■ 課題 a
以下のエントリから、文字列「tower」を含む行をすべて抽出せよ。大文字と小文字は区別すること。

■ 本文
==============================
IRビジネス研究会

アップデートニュース&トピック

2016-01-19 台風の目、橋下徹氏の今後

前大阪市長、橋下 徹氏は、今月15日、大阪市内で行った企業経営者向けの講演を皮切りに、全国での講演活動をスタートした。2月からは、インターネットの有料サイトで市民と幅広いテーマで直接対話する「橋下政治経済ゼミ」を開講する予定で、4月以降は、テレビ出演も再開するという。
今も140万人以上のフォロワー(閲覧者)がいるツイッターでは、政治に関する書き込みを続けており、市議会で15日に3議案が成立した際には、「吉村市政、公約通り対話で大阪を前へ。僕がいなくなってイイ感じ(笑)」と吉村市長を持ち上げた。
任期満了を迎え、12月18日をもって大阪市長の職を辞した橋下徹氏。大阪府知事を3年9カ月、大阪市長を4年務め、地域政党「大阪維新の会」を率いた橋下も、「大阪維新の会」の法律政策顧問に就き、政治家を引退するという。しかし、退任後には、安倍総理や菅官房長官と長い時間をかけて会談し、「大阪維新の会」でも最高顧問を務め、ツイッターでも政治向きな発言を続けている。本当に政治家を引退するとは、誰も思ってはいないようだ。
そんな橋下氏は、爆笑問題などが所属する芸能事務所に復帰。今後は、弁護士活動と共に芸能界活動も再開する。番組の復帰はおそらく過去にレギュラーとして出演していた「行列のできる法律相談所」(日本テレビ系)からではないかと予想される。これ以外にも、各局とも橋下獲得に向け、しのぎを削っているらしい。現在は単発のテレビ出演依頼は断っているという。
このあたりも、国政参加に向けての戦略の一つだと言う。高い人気を保ったまま、「大阪維新の会」の力を維持して、来るべき選挙に備えるのが、橋下氏の戦略ではないだろうかというのが、大筋の予想だ。また、大阪はもとより、全国レベルで、彼の政界復帰を期待する声が多いのも事実だ。
==============================
■ 課題 b
本文によれば、橋下氏が2月からインターネットの有料サイトで開講する予定のものは何か。

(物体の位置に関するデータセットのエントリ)
==============================
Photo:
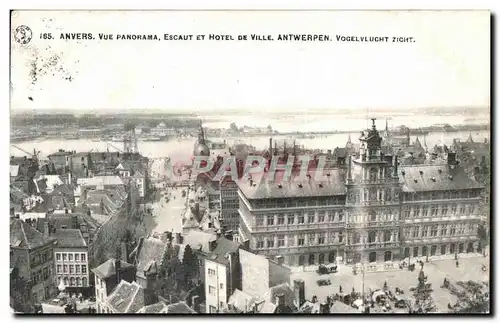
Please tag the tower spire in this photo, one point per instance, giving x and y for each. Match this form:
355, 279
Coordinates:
469, 140
201, 135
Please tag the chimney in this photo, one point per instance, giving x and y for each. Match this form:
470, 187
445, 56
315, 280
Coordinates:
229, 235
299, 291
280, 300
195, 303
118, 271
452, 158
46, 230
349, 172
395, 165
124, 251
212, 245
246, 245
74, 222
271, 146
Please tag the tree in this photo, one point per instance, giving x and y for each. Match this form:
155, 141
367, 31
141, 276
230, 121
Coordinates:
424, 303
20, 296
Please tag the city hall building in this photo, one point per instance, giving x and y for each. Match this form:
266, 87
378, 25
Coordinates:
371, 211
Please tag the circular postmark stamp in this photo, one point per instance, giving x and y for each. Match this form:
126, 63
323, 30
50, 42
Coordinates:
23, 34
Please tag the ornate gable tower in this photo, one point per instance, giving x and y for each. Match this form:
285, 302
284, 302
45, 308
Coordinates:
372, 205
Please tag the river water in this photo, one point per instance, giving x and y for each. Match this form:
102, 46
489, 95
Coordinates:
181, 149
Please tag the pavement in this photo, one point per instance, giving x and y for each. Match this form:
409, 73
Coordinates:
168, 215
436, 271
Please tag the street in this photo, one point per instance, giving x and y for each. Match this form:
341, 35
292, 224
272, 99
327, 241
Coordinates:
469, 269
168, 215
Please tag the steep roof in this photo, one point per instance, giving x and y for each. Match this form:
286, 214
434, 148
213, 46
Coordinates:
22, 235
150, 254
108, 269
14, 170
156, 308
223, 247
100, 180
281, 289
332, 184
241, 300
199, 238
180, 308
69, 238
126, 297
62, 221
434, 177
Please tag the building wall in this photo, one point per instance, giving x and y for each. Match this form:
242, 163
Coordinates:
254, 273
229, 202
141, 186
216, 280
36, 265
72, 266
437, 223
100, 294
373, 208
304, 230
278, 274
379, 229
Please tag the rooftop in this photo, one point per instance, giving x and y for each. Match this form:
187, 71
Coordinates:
14, 170
22, 235
333, 183
100, 180
107, 269
434, 177
150, 253
126, 297
69, 238
223, 248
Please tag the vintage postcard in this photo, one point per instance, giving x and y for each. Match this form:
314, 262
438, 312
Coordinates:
250, 162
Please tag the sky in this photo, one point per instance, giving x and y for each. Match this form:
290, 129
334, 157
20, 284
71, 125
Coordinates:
447, 65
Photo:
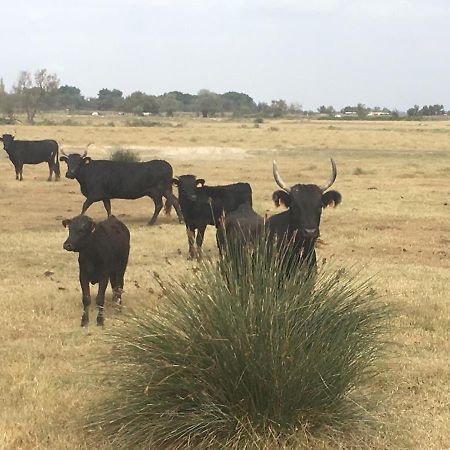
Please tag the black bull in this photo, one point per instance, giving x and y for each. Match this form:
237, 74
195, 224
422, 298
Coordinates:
204, 205
32, 152
103, 250
102, 180
297, 228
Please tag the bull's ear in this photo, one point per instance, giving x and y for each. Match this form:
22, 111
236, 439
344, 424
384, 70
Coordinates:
331, 198
281, 197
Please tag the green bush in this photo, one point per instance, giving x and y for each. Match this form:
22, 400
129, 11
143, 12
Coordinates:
124, 155
241, 356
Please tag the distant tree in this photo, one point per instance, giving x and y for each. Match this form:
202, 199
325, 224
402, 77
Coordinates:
295, 108
138, 102
238, 103
32, 93
69, 97
278, 108
329, 110
109, 100
413, 112
169, 104
187, 100
208, 103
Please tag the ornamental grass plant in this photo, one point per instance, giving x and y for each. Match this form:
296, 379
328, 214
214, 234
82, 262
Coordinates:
240, 355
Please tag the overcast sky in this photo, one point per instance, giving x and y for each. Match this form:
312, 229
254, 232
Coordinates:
392, 53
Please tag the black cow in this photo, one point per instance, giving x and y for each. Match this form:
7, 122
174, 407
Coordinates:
204, 205
104, 180
32, 152
103, 255
298, 227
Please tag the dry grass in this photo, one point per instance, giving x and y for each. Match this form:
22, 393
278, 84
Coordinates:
394, 221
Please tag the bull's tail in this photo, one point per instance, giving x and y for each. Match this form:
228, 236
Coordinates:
56, 167
168, 207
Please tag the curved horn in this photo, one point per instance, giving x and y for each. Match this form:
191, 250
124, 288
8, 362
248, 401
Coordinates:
332, 178
278, 179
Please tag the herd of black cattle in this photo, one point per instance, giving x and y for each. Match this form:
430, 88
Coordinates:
104, 247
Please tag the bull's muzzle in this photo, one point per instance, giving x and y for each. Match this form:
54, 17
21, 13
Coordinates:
68, 246
310, 233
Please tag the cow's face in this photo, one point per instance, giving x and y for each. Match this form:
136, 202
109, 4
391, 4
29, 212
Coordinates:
75, 162
306, 202
7, 140
80, 228
187, 186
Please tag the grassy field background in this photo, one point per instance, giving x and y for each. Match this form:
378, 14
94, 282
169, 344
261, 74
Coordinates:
394, 222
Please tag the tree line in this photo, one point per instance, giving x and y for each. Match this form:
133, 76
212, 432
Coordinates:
42, 91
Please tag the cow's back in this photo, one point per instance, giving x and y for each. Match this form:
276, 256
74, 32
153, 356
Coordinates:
127, 180
33, 152
113, 238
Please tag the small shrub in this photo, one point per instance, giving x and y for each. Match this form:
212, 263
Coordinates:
241, 356
124, 155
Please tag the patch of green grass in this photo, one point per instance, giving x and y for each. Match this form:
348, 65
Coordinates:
241, 355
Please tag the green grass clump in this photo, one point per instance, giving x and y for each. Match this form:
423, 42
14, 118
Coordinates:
124, 156
240, 356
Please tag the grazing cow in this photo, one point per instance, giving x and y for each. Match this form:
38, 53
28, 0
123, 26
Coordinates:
298, 227
204, 205
32, 152
104, 180
103, 255
239, 227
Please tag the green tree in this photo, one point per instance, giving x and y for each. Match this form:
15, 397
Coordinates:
169, 104
208, 103
32, 92
109, 100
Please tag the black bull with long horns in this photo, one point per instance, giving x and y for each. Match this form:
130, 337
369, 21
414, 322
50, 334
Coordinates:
295, 230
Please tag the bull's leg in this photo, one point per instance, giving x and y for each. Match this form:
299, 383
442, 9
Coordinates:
107, 205
86, 205
174, 201
100, 300
117, 286
19, 170
199, 240
84, 282
158, 207
191, 242
50, 169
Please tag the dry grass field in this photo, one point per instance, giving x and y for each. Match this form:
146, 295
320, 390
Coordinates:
394, 222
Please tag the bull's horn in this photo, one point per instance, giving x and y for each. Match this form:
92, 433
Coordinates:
278, 179
332, 178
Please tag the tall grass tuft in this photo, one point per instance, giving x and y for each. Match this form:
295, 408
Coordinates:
124, 155
240, 356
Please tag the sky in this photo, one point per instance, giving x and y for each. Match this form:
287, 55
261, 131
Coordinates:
392, 53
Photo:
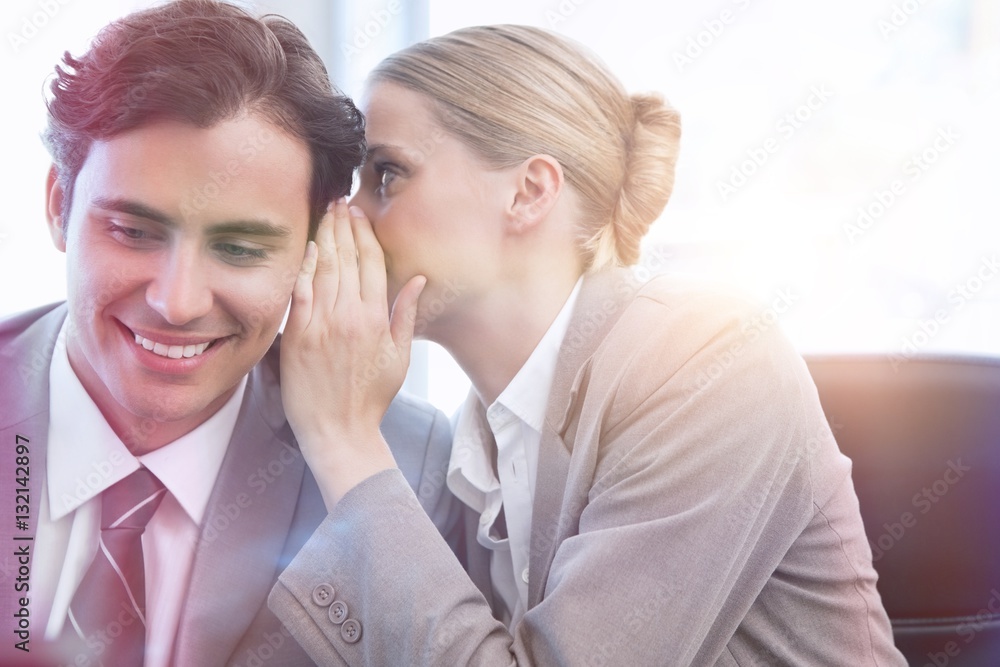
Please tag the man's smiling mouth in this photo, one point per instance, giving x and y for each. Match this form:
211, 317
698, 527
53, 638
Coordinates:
172, 351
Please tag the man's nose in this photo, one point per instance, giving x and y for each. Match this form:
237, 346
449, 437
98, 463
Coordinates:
180, 292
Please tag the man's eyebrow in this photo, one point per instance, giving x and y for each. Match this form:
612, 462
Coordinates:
239, 227
375, 148
134, 208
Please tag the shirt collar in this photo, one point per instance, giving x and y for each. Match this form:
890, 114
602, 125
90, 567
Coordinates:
470, 467
527, 395
85, 456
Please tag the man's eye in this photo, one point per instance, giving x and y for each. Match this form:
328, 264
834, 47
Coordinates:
239, 253
131, 235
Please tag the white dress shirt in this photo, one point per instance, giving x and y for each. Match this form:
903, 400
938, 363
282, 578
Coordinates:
84, 458
514, 421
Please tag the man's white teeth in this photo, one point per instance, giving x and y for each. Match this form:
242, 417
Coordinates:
171, 351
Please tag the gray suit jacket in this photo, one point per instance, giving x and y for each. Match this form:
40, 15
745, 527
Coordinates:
691, 508
264, 506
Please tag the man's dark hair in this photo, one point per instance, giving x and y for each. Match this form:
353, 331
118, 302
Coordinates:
203, 62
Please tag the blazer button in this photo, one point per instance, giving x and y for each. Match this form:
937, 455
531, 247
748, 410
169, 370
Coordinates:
350, 631
338, 612
323, 595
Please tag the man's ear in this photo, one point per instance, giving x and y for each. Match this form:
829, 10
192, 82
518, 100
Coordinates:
539, 183
53, 209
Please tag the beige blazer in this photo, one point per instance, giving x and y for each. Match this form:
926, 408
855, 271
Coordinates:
252, 530
691, 508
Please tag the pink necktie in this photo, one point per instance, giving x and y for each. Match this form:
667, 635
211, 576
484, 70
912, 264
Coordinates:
108, 611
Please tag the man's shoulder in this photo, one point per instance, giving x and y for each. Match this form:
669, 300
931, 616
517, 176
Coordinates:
12, 326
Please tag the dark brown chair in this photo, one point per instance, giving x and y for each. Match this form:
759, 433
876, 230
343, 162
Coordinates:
924, 435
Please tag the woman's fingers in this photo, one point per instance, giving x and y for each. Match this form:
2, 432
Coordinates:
404, 316
300, 313
370, 258
326, 281
346, 255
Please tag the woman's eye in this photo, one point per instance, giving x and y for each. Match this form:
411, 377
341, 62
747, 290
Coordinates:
384, 175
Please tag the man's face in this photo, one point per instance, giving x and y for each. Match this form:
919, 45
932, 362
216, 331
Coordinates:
182, 248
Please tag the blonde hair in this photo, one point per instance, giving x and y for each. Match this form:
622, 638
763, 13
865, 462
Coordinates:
509, 92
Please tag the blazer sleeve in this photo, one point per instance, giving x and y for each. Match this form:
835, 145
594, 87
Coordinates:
714, 459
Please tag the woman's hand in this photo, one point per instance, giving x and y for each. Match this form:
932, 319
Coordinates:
343, 356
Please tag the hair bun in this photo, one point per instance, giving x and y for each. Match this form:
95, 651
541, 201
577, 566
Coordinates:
649, 173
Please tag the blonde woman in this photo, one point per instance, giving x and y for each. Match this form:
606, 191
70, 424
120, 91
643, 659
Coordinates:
646, 471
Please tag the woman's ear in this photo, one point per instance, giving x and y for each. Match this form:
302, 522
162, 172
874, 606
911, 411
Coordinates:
53, 209
539, 183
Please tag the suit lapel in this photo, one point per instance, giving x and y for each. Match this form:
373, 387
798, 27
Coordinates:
245, 526
603, 297
24, 396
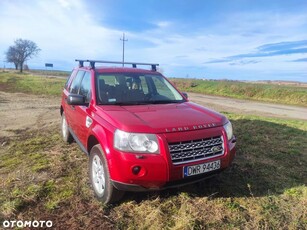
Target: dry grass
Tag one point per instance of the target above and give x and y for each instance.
(42, 178)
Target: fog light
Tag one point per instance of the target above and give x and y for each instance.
(136, 170)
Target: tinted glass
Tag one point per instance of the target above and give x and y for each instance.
(85, 88)
(75, 85)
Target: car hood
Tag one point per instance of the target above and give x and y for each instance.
(161, 118)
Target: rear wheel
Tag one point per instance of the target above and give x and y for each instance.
(67, 137)
(100, 177)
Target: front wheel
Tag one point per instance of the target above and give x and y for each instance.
(100, 177)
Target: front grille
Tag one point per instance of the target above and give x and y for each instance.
(194, 150)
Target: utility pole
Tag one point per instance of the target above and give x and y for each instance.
(124, 40)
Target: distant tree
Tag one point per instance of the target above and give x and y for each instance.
(22, 51)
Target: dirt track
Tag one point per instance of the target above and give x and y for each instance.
(20, 111)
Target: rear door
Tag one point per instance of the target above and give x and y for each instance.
(81, 119)
(70, 109)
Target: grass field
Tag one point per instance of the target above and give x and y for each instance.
(29, 83)
(43, 178)
(32, 82)
(283, 94)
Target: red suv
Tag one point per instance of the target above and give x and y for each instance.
(139, 131)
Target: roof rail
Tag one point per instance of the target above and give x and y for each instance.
(134, 64)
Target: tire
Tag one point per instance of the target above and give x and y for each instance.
(66, 135)
(100, 177)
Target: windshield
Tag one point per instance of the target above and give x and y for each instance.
(134, 88)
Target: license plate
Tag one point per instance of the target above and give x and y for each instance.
(201, 168)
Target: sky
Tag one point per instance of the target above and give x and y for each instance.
(211, 39)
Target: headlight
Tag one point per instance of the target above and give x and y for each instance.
(136, 142)
(228, 129)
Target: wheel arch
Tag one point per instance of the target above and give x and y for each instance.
(98, 136)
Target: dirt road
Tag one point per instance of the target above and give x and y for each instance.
(19, 112)
(224, 104)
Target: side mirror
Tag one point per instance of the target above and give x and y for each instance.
(76, 99)
(185, 95)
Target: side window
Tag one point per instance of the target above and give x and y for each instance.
==============================
■ 出力全文 a
Please tag the tower spire in this photo, one point per instance, giving x and y for each. Match this form:
Please tag the ornate gable tower in this photo, one point per instance, giving x and y for each. Match this form:

■ 出力全文 b
市民と幅広いテーマで直接対話する「橋下政治経済ゼミ」。